2. Concepts clés
Dans cette partie, nous allons nous attacher à
définir les transformations socioculturelles et la compétence
interculturelle.
2.1. Les transformations socioculturelles
Dans ce chapitre, nous délimiterons et structurerons
le concept de transformations socioculturelles. Une fois l'étudiant
« à l'étranger », son quotidien est
inévitablement amené à changer, peu ou prou. Les rouages
de la société d'accueil ne sont pas ceux de la
société d'origine, de même que la clef pour les comprendre.
Cela donne donc lieu à un processus qui conduit l'étudiant
à évoluer, à changer culturellement, socialement,
psychologiquement. En référence à cela, certains auteurs
parlent d'adaptation socioculturelle et d'adaptation psychologique (Berry et
al. 2002), tandis que d'autres parlent d'ajustement psychosocial (Halamandaris
et Power, 1999). Quant à nous, par souci de simplicité, nous
prendrons le parti de réunir l'ensemble de ces dimensions sous la
dénomination de transformations socioculturelles, car nous les pensons
toutes trois intimement liées. Pour les expliciter, nous nous appuierons
notamment sur des travaux situés dans les champs de l'anthropologie
culturelle, de la psychologie interculturelle, de la sociolinguistique ou
encore de la psycho-sociologie.
À présent, penchons-nous rapidement sur
l'étymologie des termes employés. Les transformations
socioculturelles sont liées aux contraintes du milieu dans lequel
évolue l'individu, il pourrait donc s'agir d'adaptation ou d'ajustement.

LIGNES FOURNIES ::
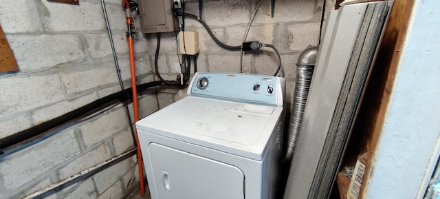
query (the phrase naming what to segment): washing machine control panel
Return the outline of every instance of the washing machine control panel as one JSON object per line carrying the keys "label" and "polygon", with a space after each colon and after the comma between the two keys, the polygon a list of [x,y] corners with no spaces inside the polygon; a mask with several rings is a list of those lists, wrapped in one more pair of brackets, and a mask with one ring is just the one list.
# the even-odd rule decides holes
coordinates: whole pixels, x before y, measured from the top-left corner
{"label": "washing machine control panel", "polygon": [[196,73],[188,94],[210,98],[283,106],[285,98],[285,79],[243,73]]}

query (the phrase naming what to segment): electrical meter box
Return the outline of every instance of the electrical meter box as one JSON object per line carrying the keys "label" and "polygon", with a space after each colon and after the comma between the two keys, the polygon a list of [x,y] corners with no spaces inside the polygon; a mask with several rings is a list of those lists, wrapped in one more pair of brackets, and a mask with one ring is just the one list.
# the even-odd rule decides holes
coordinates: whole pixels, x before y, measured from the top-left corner
{"label": "electrical meter box", "polygon": [[138,0],[142,32],[174,32],[177,23],[173,14],[173,0]]}

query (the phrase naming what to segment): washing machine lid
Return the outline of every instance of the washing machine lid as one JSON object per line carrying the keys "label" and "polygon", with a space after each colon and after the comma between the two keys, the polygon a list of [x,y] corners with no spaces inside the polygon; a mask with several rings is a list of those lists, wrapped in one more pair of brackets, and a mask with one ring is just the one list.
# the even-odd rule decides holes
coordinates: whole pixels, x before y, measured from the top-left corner
{"label": "washing machine lid", "polygon": [[186,96],[136,123],[138,130],[261,160],[283,107]]}

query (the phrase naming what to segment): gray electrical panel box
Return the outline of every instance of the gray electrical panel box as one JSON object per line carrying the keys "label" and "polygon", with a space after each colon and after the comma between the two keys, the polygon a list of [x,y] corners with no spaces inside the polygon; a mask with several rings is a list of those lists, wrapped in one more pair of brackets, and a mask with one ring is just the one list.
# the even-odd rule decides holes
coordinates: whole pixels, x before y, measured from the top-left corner
{"label": "gray electrical panel box", "polygon": [[173,0],[138,0],[143,33],[168,32],[176,30]]}

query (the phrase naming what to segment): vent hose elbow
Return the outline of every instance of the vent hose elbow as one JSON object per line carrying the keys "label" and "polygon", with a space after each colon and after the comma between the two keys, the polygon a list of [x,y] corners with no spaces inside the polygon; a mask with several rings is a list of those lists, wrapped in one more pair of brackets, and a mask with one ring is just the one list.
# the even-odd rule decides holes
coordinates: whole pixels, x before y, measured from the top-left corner
{"label": "vent hose elbow", "polygon": [[289,123],[285,154],[283,158],[285,163],[292,162],[294,157],[296,140],[302,123],[304,109],[316,63],[318,50],[318,46],[309,45],[303,50],[298,57],[294,105]]}

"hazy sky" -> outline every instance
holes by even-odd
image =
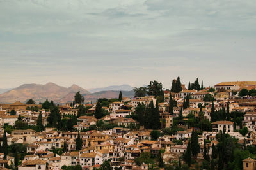
[[[255,0],[0,0],[0,88],[256,81]]]

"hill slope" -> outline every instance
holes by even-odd
[[[0,103],[13,103],[16,101],[25,102],[29,99],[33,99],[36,103],[44,101],[46,98],[59,103],[60,100],[67,95],[80,91],[81,94],[90,93],[86,90],[73,85],[67,88],[53,83],[45,85],[24,84],[11,90],[0,94]]]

EXERCICES ::
1. Relevez tous les champs de recherche sur lesquels l'extrait sur les transformations socioculturelles annonce s'appuyer.
2. Pour chacune des affirmations suivantes, indiquez par oui ou par non si elle concorde avec l'extrait sur les transformations socioculturelles, et citez, s'il vous plaît, les mots du texte qui tranchent.
(a) Berry et al. (2002) parlent d'ajustement psychosocial.
(b) Le texte regroupe ces dimensions sous le nom de transformations socioculturelles par souci de simplicité.
(c) Les rouages de la société d'accueil sont les mêmes que ceux de la société d'origine.

CORRIGÉS ::
1.
- l'anthropologie culturelle
- la psychologie interculturelle
- la sociolinguistique
- la psycho-sociologie

2.
(a) Non : « d'autres parlent d'ajustement psychosocial (Halamandaris et Power, 1999) »
(b) Oui : « par souci de simplicité, nous prendrons le parti de réunir l'ensemble de ces dimensions sous la dénomination de transformations socioculturelles »
(c) Non : « Les rouages de la société d'accueil ne sont pas ceux de la société d'origine »